Provided passage ->
Posted by Bo Ellegaard on February 14, 2015 0 Comments
Just reading about Vic Chesnutt is something that can´t stand alone if you want to fully understand and really get into his songs. Especially the content of the lyrics of this unique singer-songwriter who sadly passed away in 2009 aged 45.
Most of his songs are about how to deal with an adult life of being a quadroplegic meaning being paralyzed from the hip down after a drunk drive car accident in his late teens. But also childhood and youth dreams and -memories are present in his songs.
Before the car accident Vic Chesnutt was playing in local bands but during his long rehabilitation he found his own voice writing songs about what all songwriters do, in fact, their life. Nothing unusual here apart from the fact that in the case of Vic Chesnutt´s it would be a life of dealing with severe disability.
This was excactly what he did and feeling strong enough to perform his songs he started performing at a venue in Athens, Georgia where a well known singer in the most popular Athens band, R.E.M., heard Vic Chesnutt´s performance and persuaded him to make an album of his own songs. Michael Stipe himself would produce.
This started an unusual and uneven career which took Vic Chesnutt from unknown to well known by the stars as his songs were covered on a charity album called "Sweet Relief II" by artists as diverse as Smashing Pumpkins, Live, Garbage, R.E.M. and Madonna.

Record set ->
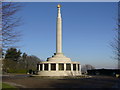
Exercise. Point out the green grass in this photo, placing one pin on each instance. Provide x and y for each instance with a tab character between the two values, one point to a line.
4	86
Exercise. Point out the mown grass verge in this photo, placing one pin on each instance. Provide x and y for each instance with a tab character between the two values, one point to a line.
6	86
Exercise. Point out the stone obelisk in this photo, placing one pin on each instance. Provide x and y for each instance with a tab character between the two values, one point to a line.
58	56
59	32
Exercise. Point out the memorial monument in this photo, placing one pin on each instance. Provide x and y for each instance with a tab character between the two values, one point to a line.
58	64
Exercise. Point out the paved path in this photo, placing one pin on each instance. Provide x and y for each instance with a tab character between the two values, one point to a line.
37	82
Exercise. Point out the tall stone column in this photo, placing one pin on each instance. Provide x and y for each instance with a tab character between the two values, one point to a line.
59	32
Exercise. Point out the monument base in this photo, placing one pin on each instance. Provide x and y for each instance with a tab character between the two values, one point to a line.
59	73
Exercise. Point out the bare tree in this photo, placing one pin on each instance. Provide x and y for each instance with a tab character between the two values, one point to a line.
9	34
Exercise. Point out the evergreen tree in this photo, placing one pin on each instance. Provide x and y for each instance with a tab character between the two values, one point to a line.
13	54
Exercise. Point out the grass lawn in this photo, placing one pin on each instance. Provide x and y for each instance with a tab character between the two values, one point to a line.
4	85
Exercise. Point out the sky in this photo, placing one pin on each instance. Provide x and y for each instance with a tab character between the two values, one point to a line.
88	30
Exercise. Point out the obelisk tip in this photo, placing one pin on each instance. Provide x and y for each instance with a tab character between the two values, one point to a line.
58	6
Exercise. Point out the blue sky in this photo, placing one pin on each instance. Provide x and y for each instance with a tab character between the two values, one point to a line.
88	30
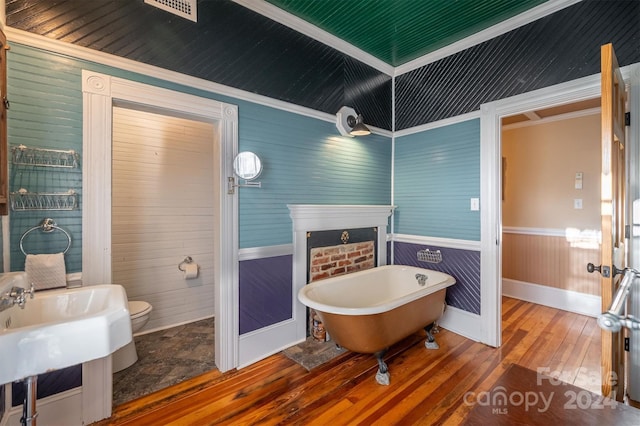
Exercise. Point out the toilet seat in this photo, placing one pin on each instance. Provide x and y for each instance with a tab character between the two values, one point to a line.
138	309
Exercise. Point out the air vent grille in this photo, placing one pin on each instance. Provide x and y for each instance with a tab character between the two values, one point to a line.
185	8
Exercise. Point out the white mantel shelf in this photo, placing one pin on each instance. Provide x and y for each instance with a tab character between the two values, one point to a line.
326	217
314	217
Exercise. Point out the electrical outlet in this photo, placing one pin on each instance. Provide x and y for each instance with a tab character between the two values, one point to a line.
577	203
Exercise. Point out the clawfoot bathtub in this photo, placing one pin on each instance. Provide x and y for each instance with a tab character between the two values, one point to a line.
368	311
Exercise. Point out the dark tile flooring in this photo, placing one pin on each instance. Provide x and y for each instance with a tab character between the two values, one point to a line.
165	358
179	353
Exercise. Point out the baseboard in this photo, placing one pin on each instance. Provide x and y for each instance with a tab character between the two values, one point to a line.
64	408
461	322
266	341
567	300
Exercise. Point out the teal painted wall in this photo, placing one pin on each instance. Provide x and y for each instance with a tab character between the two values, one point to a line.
305	160
437	172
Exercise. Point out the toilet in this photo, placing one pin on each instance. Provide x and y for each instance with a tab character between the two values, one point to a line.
127	355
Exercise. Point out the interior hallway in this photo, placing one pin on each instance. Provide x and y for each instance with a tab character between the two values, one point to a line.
427	387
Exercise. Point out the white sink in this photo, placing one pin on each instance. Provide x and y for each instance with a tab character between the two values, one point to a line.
60	328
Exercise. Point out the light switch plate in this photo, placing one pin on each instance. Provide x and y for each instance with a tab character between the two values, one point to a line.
475	204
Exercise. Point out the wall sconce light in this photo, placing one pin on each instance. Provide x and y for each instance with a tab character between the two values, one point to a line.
350	124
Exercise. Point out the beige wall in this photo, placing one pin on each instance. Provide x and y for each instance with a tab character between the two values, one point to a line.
541	163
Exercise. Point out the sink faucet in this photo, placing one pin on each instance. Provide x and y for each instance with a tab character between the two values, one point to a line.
16	296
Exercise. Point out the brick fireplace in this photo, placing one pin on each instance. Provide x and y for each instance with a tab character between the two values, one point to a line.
349	238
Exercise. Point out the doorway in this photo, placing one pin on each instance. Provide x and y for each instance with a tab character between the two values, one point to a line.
100	93
551	229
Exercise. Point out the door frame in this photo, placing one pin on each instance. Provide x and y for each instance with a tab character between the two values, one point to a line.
491	181
100	92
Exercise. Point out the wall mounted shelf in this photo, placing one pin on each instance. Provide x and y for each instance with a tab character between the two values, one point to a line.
39	157
24	200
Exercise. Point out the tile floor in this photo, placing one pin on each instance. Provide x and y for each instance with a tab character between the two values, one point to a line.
165	358
176	354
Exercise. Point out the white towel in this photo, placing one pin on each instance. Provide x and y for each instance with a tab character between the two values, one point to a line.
46	270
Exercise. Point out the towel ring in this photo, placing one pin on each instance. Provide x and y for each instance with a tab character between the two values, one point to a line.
47	225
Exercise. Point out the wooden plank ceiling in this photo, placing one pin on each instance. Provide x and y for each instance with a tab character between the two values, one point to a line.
398	31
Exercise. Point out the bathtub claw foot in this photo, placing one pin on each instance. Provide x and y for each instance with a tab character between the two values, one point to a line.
383	378
431	345
431	341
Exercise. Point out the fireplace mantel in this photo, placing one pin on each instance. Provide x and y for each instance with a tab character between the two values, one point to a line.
325	217
318	217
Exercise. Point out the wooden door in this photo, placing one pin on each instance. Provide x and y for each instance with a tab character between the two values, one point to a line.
4	149
613	214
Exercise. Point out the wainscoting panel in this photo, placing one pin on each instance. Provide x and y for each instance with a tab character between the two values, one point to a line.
550	260
265	292
463	265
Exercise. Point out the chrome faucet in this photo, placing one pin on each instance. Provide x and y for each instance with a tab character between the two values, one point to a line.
422	279
16	296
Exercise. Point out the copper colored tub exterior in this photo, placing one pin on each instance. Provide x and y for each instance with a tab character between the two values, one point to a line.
373	332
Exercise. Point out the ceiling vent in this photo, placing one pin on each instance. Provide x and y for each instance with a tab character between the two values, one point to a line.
184	8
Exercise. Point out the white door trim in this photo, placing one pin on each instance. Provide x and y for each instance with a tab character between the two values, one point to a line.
490	178
100	92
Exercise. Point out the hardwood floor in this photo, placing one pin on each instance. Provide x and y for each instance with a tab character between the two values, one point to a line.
427	386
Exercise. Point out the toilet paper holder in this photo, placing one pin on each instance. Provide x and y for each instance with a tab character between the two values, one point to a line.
187	260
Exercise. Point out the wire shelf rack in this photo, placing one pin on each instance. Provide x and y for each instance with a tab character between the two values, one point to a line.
22	155
23	200
430	256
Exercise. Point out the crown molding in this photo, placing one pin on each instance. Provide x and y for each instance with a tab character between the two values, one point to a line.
107	59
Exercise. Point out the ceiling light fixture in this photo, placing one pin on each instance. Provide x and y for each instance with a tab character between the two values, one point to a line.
349	123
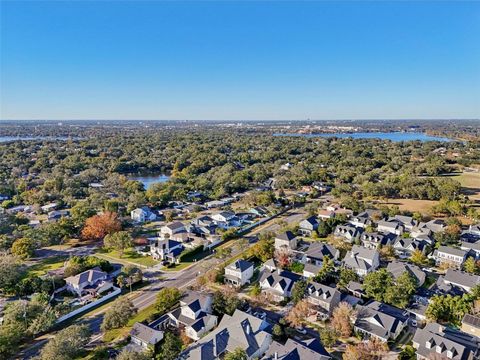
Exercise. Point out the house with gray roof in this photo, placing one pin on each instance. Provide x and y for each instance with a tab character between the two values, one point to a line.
397	268
362	260
239	273
390	227
324	298
456	282
380	320
92	281
307	226
286	240
450	255
240	330
374	240
145	337
405	247
317	251
311	349
194	313
277	284
347	232
438	341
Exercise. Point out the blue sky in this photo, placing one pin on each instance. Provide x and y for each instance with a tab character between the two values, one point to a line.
239	60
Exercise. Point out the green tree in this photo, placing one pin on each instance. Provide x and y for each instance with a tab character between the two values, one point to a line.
120	241
299	291
67	343
376	284
470	265
399	294
328	335
237	354
346	275
23	248
170	348
118	314
167	298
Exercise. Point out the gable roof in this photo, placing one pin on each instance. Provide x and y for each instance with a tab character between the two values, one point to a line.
310	349
462	345
89	276
146	333
239	330
240	265
397	268
287	236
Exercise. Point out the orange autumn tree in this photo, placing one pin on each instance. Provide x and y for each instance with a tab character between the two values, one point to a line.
98	226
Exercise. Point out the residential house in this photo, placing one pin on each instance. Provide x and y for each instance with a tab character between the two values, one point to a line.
390	227
317	251
398	268
379	320
286	240
311	349
324	298
471	325
145	337
239	273
456	282
194	314
449	255
93	281
362	260
240	330
308	226
405	247
143	214
407	221
173	228
277	284
166	250
347	232
438	341
373	240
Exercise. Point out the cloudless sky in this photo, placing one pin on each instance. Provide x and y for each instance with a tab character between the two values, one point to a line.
239	60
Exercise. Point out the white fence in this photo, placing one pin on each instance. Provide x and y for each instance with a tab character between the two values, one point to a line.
89	306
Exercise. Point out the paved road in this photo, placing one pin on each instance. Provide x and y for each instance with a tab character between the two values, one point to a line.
180	280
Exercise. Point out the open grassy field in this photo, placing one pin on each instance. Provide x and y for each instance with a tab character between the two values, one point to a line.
470	182
142	315
422	206
45	265
129	257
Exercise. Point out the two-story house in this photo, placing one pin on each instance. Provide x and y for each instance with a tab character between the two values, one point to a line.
362	260
286	240
239	273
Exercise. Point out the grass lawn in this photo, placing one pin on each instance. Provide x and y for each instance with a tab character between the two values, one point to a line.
470	182
43	266
142	315
422	206
127	258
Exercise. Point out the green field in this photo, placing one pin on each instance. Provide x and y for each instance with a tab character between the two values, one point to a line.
45	265
129	257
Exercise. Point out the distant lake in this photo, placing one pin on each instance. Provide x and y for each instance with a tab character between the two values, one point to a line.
25	138
393	136
148	180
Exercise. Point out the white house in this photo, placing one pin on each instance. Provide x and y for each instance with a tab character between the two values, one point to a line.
362	260
286	240
239	273
142	214
93	281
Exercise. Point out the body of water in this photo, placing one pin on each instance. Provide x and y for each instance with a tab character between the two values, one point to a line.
393	136
148	180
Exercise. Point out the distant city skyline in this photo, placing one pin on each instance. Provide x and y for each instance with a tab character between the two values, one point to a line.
232	61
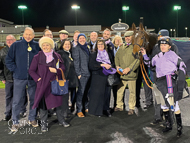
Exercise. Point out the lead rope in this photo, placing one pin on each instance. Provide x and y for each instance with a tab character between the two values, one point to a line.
142	68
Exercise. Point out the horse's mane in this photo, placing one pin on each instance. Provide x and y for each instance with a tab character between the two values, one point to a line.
152	39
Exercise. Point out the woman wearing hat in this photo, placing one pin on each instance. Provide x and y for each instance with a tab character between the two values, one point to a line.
99	64
81	58
168	66
70	74
43	70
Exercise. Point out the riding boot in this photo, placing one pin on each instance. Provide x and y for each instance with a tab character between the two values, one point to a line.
168	124
179	124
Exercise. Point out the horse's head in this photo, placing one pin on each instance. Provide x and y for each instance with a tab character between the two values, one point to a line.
140	39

Your objective ->
Reproduce the part of the Vic Chesnutt post above between "Most of his" and "in his songs.", inclusive.

Result for this exercise ->
Most of his songs are about how to deal with an adult life of being a quadroplegic meaning being paralyzed from the hip down after a drunk drive car accident in his late teens. But also childhood and youth dreams and -memories are present in his songs.